◆ **Énoncé 1**:
Comptez, parmi les lignes présentées plus bas, celles qui contiennent le mot « instance ». Donnez uniquement ce nombre.

◆ **Extrait du document**:
********************

II. RÉFORMER LA JUSTICE MILITAIRE

A. LES INTERVENTIONS MILITAIRES : UN CADRE JURIDIQUE À ADAPTER

1. La fin de la distinction claire entre temps de paix et temps de guerre

La distinction entre temps de la paix et temps de guerre détermine encore aujourd'hui le droit applicable en matière de justice militaire.

Mais si la déclaration de guerre officielle faite à un État souverain, reconnu, matérialisait le passage entre le temps de paix et le temps de guerre, force est de constater que cette division claire a aujourd'hui disparu .

Ainsi, les conflits liés à la décolonisation par exemple ou les interventions plus ponctuelles dans le cadre des Nations unies ne se sont pas déroulés dans le cadre de guerre au sens formel du mot, opposant deux États bien distincts, appliquant les dispositions du droit de la guerre mais ont pris la forme d'une lutte contre des entités mal définies, non reconnues, qui n'appliquent pas le droit de la guerre.

Pourtant, le cadre juridique applicable en matière de justice militaire a continué de distinguer classiquement le temps de guerre , marqué par un droit très dérogatoire, notamment en matière de garanties pour les personnes mises en causes, justifié par l'impératif de survie de la collectivité, et le temps de paix , marqué par une convergence progressive mais croissante avec le droit applicable à tout citoyen. En temps de paix , le code de justice militaire opère une sous-distinction, selon que les infractions ont eu lieu sur le territoire national ou à l'étranger .

Aujourd'hui, les interventions des armées se sont fortement diversifiées . En premier lieu, la notion d'opérations militaires recouvre bien sûr les interventions militaires, menées par la France en Afghanistan, en Côte d'Ivoire ou au Mali ainsi que les opérations menées dans le cadre d'un mandat des Nations Unies. Les objectifs peuvent varier, pouvant aller de l'offensive classique à la protection de populations, ou à l'interposition entre des belligérants. Au cours de la même intervention, les forces armées peuvent en outre assumer successivement des missions de nature très différentes.

********************

◆ **Énoncé 2**:
Poursuivez le texte ci-dessus sur la réforme de la justice militaire à partir de sa dernière phrase.

(Enregistrements de formes étiquetés)
********************

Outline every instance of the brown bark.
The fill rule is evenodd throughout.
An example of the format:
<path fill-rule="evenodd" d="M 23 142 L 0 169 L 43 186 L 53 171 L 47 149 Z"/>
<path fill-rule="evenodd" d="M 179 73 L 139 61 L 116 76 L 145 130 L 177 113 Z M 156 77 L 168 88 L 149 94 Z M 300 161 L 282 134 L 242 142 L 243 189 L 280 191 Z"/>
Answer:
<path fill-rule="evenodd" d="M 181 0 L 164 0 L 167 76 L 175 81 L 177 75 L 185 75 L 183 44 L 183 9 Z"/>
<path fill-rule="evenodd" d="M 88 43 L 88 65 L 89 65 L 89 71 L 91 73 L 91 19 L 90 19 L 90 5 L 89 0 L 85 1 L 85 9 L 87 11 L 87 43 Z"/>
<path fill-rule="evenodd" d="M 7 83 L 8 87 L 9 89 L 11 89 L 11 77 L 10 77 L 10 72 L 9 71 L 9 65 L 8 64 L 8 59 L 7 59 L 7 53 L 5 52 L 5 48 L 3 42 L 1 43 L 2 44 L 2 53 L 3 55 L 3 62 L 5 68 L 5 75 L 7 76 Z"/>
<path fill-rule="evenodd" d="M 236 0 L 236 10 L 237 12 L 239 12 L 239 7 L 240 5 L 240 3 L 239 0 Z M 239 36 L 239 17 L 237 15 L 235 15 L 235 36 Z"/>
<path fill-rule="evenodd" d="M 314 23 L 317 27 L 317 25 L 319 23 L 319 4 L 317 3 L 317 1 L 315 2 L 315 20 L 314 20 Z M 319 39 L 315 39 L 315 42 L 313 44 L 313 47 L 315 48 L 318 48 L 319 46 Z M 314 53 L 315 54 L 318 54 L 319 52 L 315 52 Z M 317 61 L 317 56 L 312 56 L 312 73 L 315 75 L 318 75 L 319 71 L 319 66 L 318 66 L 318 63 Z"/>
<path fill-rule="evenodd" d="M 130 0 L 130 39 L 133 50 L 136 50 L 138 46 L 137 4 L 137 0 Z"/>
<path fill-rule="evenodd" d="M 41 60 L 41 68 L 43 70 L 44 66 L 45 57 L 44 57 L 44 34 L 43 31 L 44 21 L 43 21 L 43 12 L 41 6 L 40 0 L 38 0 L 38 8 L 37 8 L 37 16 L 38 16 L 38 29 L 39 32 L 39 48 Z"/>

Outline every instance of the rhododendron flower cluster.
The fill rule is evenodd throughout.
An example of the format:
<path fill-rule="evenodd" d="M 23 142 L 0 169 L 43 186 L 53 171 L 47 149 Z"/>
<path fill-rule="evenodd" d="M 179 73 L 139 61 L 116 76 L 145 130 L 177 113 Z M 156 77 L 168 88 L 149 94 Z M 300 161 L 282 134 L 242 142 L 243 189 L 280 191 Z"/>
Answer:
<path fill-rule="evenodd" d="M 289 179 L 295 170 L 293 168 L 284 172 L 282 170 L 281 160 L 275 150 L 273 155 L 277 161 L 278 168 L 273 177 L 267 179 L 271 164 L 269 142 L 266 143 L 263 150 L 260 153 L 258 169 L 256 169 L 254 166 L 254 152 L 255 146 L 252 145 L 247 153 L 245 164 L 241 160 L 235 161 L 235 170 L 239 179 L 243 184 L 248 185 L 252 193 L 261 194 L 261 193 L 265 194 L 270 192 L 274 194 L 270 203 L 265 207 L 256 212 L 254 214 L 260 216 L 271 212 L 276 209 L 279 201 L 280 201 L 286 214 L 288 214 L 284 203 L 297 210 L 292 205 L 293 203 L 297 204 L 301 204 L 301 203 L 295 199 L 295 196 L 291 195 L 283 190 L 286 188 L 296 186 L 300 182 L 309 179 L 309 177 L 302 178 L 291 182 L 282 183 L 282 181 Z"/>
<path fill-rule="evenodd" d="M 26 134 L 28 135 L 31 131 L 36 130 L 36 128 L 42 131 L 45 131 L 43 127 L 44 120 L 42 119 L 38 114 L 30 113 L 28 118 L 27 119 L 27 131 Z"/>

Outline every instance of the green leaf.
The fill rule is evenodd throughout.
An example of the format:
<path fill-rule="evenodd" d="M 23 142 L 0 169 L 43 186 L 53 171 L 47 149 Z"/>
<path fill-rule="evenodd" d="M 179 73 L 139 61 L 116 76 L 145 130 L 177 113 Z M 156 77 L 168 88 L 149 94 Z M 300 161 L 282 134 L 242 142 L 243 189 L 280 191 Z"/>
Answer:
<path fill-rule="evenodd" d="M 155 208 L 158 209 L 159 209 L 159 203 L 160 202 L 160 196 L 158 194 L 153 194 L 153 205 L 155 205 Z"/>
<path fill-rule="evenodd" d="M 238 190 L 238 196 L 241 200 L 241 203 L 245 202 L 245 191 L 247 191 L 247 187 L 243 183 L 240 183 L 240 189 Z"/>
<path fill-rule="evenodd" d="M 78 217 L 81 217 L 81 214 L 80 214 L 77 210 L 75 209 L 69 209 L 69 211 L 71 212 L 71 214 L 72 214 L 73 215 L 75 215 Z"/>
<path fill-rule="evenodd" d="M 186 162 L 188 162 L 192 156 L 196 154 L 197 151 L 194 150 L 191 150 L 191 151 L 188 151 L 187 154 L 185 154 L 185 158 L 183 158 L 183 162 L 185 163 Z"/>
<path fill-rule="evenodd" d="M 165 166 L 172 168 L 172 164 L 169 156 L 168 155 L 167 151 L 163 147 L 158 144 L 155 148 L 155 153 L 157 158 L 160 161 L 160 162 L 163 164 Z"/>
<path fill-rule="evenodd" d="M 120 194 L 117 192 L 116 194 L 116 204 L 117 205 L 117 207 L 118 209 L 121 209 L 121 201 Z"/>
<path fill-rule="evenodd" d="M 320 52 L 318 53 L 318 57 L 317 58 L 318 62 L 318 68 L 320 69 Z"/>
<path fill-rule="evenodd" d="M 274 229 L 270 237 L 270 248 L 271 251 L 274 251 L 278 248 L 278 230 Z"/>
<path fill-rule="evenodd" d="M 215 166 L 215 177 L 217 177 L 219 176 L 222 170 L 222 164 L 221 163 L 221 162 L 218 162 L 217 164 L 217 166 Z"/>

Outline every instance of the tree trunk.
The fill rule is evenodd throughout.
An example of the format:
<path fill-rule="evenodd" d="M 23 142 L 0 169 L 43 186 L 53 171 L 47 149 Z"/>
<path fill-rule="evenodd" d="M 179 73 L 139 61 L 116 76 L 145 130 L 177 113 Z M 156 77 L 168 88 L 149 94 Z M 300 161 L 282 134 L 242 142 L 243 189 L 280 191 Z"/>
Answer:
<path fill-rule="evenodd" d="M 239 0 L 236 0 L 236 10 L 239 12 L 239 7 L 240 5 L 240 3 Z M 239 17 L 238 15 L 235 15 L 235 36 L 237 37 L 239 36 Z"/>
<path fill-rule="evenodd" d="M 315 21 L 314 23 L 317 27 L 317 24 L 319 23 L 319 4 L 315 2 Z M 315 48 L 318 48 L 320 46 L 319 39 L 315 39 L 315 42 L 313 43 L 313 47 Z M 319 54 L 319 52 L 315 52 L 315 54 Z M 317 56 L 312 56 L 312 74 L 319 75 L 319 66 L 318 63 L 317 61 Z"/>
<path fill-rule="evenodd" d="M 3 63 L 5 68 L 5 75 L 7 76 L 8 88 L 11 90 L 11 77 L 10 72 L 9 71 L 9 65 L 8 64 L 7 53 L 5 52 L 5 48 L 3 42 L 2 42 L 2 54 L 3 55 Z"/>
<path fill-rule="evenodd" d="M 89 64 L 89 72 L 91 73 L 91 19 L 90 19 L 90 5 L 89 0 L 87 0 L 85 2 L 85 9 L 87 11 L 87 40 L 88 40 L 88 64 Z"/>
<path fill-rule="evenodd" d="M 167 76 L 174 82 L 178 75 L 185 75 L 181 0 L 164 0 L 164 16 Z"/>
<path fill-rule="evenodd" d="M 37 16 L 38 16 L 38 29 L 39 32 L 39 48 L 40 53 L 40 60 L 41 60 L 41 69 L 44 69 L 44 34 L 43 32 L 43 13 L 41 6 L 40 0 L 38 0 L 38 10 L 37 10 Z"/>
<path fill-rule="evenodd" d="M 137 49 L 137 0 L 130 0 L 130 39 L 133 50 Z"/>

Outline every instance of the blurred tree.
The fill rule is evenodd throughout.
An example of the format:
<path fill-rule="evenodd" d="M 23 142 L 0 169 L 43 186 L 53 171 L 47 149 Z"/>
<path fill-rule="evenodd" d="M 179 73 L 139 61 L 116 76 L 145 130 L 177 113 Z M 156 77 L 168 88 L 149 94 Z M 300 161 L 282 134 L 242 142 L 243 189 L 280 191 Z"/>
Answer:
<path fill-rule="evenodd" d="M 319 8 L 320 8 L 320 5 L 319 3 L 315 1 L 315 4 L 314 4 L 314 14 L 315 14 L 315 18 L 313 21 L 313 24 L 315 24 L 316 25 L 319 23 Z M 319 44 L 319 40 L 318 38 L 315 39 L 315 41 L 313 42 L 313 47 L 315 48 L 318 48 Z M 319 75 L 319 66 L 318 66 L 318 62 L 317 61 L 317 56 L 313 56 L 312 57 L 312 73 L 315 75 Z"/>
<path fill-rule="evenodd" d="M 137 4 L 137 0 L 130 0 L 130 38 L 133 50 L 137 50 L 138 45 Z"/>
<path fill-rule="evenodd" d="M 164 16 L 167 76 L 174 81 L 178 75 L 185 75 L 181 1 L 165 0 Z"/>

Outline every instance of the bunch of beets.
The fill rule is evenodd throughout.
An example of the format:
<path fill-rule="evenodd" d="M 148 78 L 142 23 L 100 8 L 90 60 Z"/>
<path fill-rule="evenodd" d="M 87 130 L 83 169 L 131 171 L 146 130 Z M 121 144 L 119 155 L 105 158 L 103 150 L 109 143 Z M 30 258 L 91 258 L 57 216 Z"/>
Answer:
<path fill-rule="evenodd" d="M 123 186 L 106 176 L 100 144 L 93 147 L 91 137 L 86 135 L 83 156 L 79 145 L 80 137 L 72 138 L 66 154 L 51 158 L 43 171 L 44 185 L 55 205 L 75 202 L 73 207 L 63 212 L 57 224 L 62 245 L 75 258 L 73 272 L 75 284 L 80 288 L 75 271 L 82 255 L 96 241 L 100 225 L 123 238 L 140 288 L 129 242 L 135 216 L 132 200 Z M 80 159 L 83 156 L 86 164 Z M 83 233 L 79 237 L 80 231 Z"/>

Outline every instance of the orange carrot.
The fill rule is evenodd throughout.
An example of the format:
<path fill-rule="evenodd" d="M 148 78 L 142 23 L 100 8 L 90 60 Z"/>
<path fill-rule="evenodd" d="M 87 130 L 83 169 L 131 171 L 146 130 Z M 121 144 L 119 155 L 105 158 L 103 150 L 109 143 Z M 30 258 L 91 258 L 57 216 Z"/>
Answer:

********************

◆ **Corrigé 1**:
7

◆ **Corrigé 2**:
Les opérations militaires peuvent être aussi présenter un caractère humanitaire ou s'assimiler à des opérations de police : une évacuation de ressortissants dans un pays en guerre civile, une opération de récupération d'otages, ou une mission de lutte contre la piraterie au large de la Somalie sont aussi des opérations militaires, très différentes dans leur nature, dans les moyens et dans les capacités mobilisés.

Pourtant, toutes ces opérations s'effectuent sous le même régime : le régime applicable en temps de paix , en dehors du territoire national . I l est parfois mal adapté à des situations qui s'apparentent bien souvent à de véritables actions de guerre de très haute intensité, impliquant des échanges pouvant être très violents.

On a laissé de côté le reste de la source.